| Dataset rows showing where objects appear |

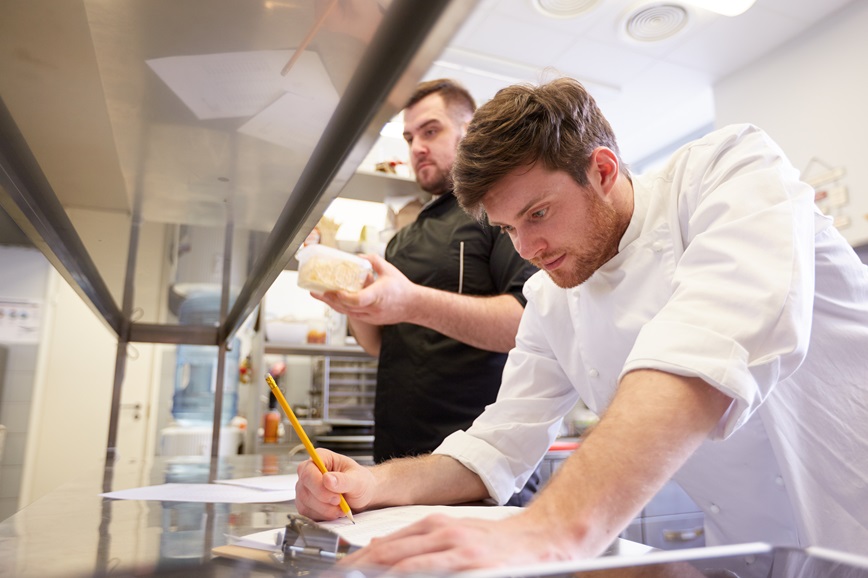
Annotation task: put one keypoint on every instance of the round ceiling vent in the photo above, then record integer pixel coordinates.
(656, 22)
(564, 8)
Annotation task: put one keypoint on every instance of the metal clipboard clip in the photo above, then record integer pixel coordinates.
(305, 538)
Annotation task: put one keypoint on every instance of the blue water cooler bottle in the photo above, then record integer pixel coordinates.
(196, 368)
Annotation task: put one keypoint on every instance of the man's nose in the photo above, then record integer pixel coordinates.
(417, 148)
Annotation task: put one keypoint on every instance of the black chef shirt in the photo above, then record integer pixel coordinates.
(430, 385)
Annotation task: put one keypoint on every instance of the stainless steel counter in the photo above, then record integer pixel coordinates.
(73, 532)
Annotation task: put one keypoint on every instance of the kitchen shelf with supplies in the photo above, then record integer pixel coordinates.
(207, 158)
(342, 391)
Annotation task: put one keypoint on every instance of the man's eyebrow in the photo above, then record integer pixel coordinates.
(420, 127)
(518, 215)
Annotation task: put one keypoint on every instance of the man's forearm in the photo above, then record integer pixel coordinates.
(653, 425)
(485, 322)
(432, 479)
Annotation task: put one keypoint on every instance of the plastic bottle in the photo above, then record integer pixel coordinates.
(271, 421)
(196, 368)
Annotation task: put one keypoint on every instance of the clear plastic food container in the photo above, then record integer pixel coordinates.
(322, 268)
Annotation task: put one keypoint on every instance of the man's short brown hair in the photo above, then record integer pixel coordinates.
(458, 100)
(558, 124)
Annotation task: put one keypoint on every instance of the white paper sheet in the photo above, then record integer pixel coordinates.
(242, 84)
(269, 483)
(214, 493)
(376, 523)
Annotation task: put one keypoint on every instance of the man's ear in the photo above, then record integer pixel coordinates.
(603, 169)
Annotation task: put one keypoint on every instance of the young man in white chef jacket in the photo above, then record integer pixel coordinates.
(708, 312)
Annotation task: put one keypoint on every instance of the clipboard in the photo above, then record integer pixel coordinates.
(303, 544)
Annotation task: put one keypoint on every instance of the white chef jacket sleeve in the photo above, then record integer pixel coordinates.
(506, 443)
(740, 312)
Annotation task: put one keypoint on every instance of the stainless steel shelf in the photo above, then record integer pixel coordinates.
(89, 125)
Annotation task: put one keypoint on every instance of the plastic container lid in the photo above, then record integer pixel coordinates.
(324, 268)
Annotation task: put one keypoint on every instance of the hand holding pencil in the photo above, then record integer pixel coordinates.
(345, 508)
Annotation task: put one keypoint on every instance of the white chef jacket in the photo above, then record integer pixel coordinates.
(726, 272)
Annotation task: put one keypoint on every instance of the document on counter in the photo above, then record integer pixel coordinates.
(214, 493)
(376, 523)
(269, 483)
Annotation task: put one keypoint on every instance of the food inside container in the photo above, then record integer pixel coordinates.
(322, 268)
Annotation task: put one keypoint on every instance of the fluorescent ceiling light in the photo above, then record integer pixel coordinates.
(723, 7)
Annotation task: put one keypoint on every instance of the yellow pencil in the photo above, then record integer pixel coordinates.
(345, 507)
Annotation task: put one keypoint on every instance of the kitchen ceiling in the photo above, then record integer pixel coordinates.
(655, 94)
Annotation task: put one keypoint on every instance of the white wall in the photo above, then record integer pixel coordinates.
(73, 385)
(811, 95)
(25, 276)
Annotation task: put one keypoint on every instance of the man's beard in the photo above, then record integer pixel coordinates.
(440, 183)
(605, 229)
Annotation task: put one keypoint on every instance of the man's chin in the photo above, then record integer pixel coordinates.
(564, 281)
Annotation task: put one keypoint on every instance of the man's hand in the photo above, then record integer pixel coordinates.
(444, 543)
(317, 495)
(386, 299)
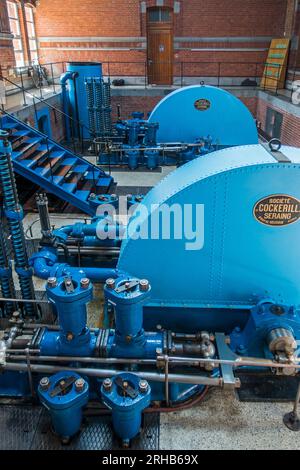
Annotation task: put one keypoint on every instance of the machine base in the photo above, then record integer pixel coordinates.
(258, 387)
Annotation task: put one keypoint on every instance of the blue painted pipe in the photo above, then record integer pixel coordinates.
(45, 265)
(63, 81)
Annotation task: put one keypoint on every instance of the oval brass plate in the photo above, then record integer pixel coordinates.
(277, 210)
(202, 105)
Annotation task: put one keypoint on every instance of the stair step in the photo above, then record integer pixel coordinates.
(104, 181)
(71, 161)
(51, 166)
(46, 169)
(69, 187)
(20, 133)
(92, 175)
(25, 148)
(74, 177)
(10, 125)
(58, 153)
(81, 168)
(83, 195)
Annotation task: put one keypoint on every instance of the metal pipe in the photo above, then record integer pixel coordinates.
(183, 361)
(27, 301)
(151, 376)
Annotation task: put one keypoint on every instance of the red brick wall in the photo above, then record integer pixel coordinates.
(7, 58)
(290, 133)
(197, 18)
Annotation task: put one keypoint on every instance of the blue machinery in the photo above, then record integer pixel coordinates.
(186, 310)
(188, 123)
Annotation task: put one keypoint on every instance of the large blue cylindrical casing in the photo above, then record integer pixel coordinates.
(77, 92)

| Task brief |
Copy out the records above word for word, starting at the line that contains "Annotation task: put one keypoint on every instance of the red" and continuing through the last line of the records.

| Result of the exercise |
Annotation task: put one keypoint on every instance of the red brick wall in the photo above, then record integer pixel coordinates.
(7, 58)
(290, 133)
(197, 18)
Annotation task: put one keypoint on every instance of the blue machinery in the photo above, then record integer pixel coordinates.
(186, 310)
(188, 123)
Annotation task: put one keypoint on every instance of the large blue cylindrical casing in the photo above, then record integer pixel coordinates.
(77, 92)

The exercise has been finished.